- _PROBLEMS AND TASKS_
[1] In the report on the United States Innovation and Competition Act, on what date did the Senate begin debate on the bill?
[2] Using the report on the United States Innovation and Competition Act, say whether each statement agrees with it, and quote the words that decide each one: (a) The bill authorizes or appropriates more than $200 billion in spending. (b) The Senate's China debate is scheduled to last one month. (c) The bill lists 12 key technology focus areas.
[3] Pick up the report on the United States Innovation and Competition Act after its last sentence and keep writing it.

- _DOCUMENT_
The United States Innovation and Competition Act

Report Asia

The United States Innovation and Competition Act

May 19, 2021 4 min read Download Report
 Walter Lohman
Director, Asian Studies Center
As Director of The Heritage Foundation’s Asian Studies Center, Walter Lohman oversees the think tank’s oldest research center.

Summary

The Senate has embarked on a China debate that is scheduled to last two weeks. At least six committees have already given their input to an omnibus bill intended to address every angle of the U.S. competition with China. Thus far, it has many positive elements, but it is weighed down by massive, unnecessary spending mandates, as well as domestic political issues having nothing to do with China. The debate is long overdue, but this bill needs a great deal of revision.

Key Takeaways

The Chinese Communist Party is engaged in the theft of American-held intellectual property and espionage in the U.S. at a level unseen since the cold war.

The United States Innovation and Competition Act starts an overdue debate on how to tackle long-term strategic competition with China.

Congress must make major revisions to focus the bill directly on the China challenge—not on special interests and ineffective government interventions.

 

The Issue

On May 17, 2021, the U.S. Senate began debate on the United States Innovation and Competition Act. The bill is a legislative package combining six proposals that Senate Majority Leader Chuck Schumer (D–NY) tasked committees with developing back in February, ostensibly to deal with the competitive challenge from China. The constituent parts of the bill currently include the Endless Frontier Act, the Strategic Competition Act, the Meeting the China Challenge Act, a group of proposals from the Homeland Security and Government Affairs Committee, and language from both the Judiciary Committee and the Committee on Health, Education, Labor and Pensions. It is an enormous bill in both length and price, and it is certain to get bigger as Senators offer amendments.

The bill currently:

  • Authorizes or appropriates more than $200 billion in spending, primarily due to $52 billion in subsidies for the semiconductor industry and support for new tech research and development (R&D) mandates for the National Science Foundation and the U.S. Department of Energy (DOE).
  • Specifies an initial list of 10 “key technology focus areas” for a new technology directorate of the National Science Foundation and the DOE. Much, if not most, of this work is already being accomplished in the DOE, which has research facilities dedicated entirely to certain of the listed focus areas.

- _DATASET EXTRACT_
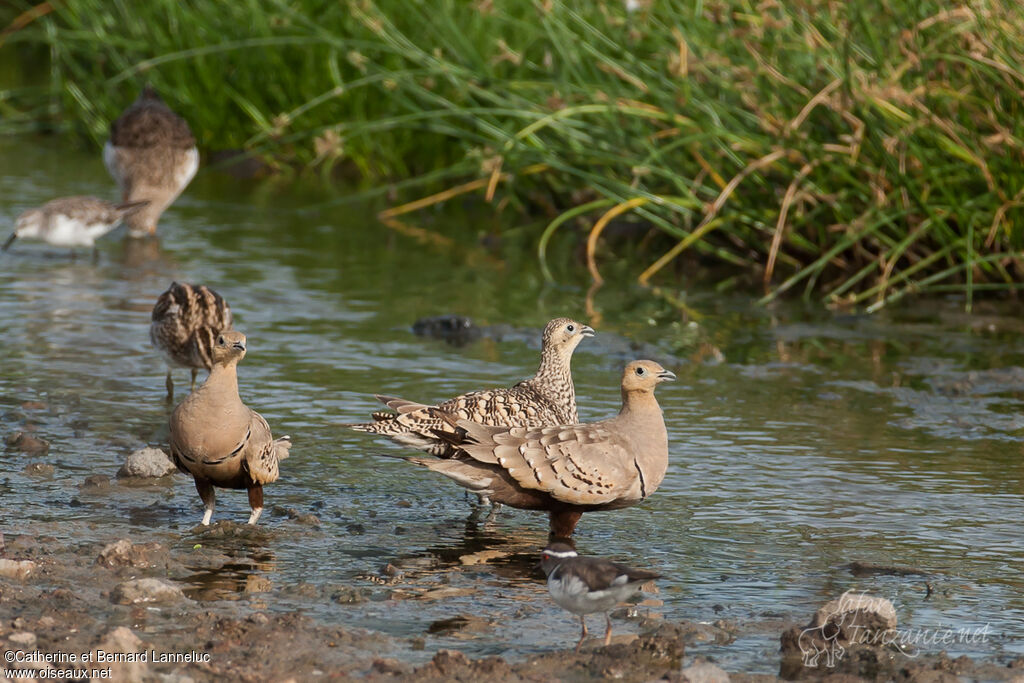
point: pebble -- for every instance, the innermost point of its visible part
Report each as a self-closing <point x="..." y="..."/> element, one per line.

--

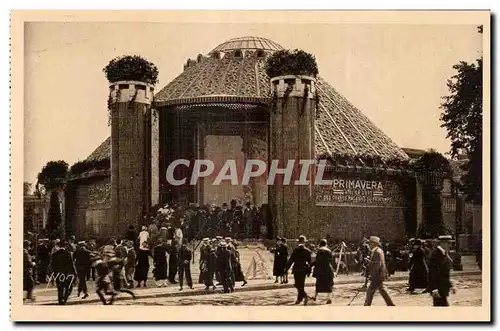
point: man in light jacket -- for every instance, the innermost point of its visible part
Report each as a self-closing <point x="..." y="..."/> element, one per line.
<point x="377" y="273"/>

- _RESULTS OF THE EXERCISE_
[1] May 17, 2021

[2]
(a) Yes: "Authorizes or appropriates more than $200 billion in spending"
(b) No: "a China debate that is scheduled to last two weeks"
(c) No: "Specifies an initial list of 10 “key technology focus areas”"

[3]
Furthermore:

  • Concerns about the security of new research and funding have not been addressed. Both the Republican Study Committee and Senator Marco Rubio (R–FL) have raised this issue. The set of proposals from the Homeland Security and Government Affairs Committee appear insufficient and more concerned with protecting the U.S. government procurement market.
  • There will be funding for the Public Wireless Supply Chain Innovation Fund and the Multilateral Telecommunications Security Fund to address concerns over the future of telecommunication networks, Open Radio Access Network (O-RAN) adoption grants, the applied research test bed housed at the National Telecommunications and Information Administration, and to promote international standards-setting.
  • Authorizations for foreign-affairs-related spending mostly involve rebalancing traditional spending on foreign assistance, military aid, diplomatic engagement, and public diplomacy toward the Indo–Pacific. The bill also includes a Millennium Challenge Corporation–style pilot program for performance-based military assistance and a fund to counter the Chinese influence globally.
  • The Senate Banking Committee included new mandatory sanctions on Chinese entities engaged in cyberattacks or theft of U.S. intellectual property. The committee also mandated a review of export controls to ensure that the U.S. is not allowing the export to China of tools of oppression.
  • The Commerce Committee included a codification of annually extended prohibitions on U.S.–China space cooperation. There are also positive sections on aeronautics and space technology focused on unmanned systems, small spacecraft technology, nuclear propulsion technology, and space orbital debris awareness and capabilities.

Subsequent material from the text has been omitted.